## Seu objetivo
Escreva a continuação do trecho sobre a crítica ao novo plano de educação, começando logo após a última frase apresentada.
━━ Trecho selecionado
Já Saviani, da Unicamp, acredita
que a ausência de diagnósticos é um dos pontos que torna o novo projeto frágil,
porque a caracterização da situação, com seus limites e carências, fornece a
base e a justificativa para o enunciado das metas que compõem o plano a ser
executado. “Sem o diagnóstico, várias das metas resultam arbitrárias, não se
entendendo, por exemplo, por que se pretende ‘elevar
a taxa de alfabetização da população com 15 anos ou mais para 93,5% até 2015 e
erradicar, até 2020, o analfabetismo absoluto e reduzir em 50% a taxa de
analfabetismo funcional’, como o enuncia a meta de número 9. O diagnóstico nos
permitiria entender a razão desses números”, exemplifica.
━━━━
━━ Linhas de dados
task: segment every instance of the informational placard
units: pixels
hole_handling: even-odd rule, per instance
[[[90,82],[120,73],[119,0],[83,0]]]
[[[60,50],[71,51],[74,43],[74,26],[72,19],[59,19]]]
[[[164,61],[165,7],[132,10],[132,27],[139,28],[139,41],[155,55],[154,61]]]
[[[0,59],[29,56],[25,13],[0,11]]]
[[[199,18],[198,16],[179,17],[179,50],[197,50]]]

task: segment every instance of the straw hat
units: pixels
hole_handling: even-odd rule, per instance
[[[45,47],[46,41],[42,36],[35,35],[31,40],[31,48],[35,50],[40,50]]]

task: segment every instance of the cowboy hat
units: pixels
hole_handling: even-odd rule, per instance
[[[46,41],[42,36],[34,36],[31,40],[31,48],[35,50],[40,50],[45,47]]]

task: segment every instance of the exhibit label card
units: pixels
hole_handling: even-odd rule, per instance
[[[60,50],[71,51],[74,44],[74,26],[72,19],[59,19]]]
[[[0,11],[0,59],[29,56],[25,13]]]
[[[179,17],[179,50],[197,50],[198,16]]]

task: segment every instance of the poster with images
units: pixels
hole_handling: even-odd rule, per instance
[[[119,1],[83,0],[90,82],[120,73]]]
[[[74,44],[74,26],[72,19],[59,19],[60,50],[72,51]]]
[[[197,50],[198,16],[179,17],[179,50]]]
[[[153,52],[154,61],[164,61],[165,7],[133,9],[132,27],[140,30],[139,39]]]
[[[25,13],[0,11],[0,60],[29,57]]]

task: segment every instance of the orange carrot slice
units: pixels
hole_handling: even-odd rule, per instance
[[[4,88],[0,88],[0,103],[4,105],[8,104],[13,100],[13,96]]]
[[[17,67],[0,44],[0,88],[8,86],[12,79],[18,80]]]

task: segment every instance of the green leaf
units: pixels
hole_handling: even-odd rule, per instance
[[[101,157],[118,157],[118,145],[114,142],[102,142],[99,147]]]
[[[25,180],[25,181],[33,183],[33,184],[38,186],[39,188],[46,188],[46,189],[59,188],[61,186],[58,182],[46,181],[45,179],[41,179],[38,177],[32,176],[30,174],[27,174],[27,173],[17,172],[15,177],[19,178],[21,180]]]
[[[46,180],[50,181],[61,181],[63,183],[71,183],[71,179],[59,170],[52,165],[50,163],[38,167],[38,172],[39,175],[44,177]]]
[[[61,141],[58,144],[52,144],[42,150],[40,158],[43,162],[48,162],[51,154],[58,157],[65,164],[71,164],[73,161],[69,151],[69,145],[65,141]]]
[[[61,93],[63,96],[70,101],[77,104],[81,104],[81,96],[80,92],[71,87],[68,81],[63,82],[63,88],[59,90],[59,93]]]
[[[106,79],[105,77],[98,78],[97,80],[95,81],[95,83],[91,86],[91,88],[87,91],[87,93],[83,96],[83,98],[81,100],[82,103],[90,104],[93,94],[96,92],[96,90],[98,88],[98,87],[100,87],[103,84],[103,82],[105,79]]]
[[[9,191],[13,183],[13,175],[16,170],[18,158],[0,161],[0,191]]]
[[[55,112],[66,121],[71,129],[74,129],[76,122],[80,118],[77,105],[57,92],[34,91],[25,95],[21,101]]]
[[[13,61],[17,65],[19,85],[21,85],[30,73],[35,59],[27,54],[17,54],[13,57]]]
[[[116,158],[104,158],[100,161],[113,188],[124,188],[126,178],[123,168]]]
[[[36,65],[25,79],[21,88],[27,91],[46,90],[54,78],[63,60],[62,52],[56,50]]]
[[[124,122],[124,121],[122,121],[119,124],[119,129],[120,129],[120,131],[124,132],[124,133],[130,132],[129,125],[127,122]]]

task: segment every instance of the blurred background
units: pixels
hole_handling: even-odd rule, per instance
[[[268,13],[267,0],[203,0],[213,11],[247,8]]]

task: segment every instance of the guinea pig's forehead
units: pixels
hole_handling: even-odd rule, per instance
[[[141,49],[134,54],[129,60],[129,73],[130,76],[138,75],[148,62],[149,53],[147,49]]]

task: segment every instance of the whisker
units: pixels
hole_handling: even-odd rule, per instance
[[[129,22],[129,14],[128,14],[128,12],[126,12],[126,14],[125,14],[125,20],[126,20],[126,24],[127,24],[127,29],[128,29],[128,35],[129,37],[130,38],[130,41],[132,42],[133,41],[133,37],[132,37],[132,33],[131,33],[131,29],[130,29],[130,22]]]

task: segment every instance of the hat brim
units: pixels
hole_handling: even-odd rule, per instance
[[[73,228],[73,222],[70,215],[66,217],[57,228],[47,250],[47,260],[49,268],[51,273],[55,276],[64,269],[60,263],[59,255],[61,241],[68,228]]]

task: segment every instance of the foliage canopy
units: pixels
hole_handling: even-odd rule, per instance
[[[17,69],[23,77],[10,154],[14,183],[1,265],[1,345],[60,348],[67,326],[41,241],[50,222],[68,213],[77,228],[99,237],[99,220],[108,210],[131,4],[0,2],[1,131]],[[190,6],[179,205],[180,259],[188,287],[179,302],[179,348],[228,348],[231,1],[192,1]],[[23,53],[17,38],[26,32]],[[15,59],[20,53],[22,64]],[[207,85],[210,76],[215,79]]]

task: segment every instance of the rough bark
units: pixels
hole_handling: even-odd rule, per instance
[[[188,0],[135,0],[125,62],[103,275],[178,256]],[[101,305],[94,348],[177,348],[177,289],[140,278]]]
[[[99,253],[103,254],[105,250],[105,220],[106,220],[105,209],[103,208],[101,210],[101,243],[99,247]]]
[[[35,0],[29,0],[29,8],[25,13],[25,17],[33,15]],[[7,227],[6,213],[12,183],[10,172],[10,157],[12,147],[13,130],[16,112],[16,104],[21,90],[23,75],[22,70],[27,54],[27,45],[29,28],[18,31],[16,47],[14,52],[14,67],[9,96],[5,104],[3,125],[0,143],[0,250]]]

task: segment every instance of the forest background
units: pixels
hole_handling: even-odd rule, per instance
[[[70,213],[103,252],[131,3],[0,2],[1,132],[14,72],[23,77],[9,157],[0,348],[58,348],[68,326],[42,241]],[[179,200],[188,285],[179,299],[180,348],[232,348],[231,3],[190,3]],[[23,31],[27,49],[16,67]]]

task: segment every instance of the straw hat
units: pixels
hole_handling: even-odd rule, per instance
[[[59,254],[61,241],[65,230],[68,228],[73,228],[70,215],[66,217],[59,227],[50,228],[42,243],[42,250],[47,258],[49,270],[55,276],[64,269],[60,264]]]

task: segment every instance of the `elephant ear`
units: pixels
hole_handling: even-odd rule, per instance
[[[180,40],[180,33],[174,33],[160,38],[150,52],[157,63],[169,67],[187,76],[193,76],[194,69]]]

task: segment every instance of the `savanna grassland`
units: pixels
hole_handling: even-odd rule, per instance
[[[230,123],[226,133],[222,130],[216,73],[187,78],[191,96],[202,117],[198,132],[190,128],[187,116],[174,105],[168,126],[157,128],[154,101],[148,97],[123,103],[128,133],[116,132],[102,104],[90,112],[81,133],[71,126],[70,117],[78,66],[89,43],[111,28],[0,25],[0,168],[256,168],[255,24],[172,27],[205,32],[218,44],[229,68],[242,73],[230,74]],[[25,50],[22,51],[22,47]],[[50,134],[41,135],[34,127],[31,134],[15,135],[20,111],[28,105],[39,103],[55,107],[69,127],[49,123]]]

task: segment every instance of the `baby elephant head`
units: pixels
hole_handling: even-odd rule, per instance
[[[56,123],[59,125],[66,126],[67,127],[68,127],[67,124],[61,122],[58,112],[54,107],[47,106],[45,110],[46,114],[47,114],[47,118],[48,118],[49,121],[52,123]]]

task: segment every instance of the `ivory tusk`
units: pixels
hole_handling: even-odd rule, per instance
━━━━
## Resposta do exercício
Segundo
Dourado, da UFG, o PNE 2001-2010 envolveu o embate entre a sociedade civil
brasileira e a proposta defendida pelo executivo federal, e é preciso que haja
isso na proposição atual. “(O plano) tem se efetivado por meio da realização
de audiências públicas, seminários, debates, entre outros. Nesse processo,
merece ser ressaltada a efetiva participação e articulação entre as entidades
da sociedade civil organizada, particularmente, dos setores acadêmicos e
sindicais ligados à área de educação”, observa. Ele acredita que as diversas discussões sobre o plano, a
participação das entidades da área e o grande número de emendas enviadas são
indicadores de que a sociedade quer participar e intervir.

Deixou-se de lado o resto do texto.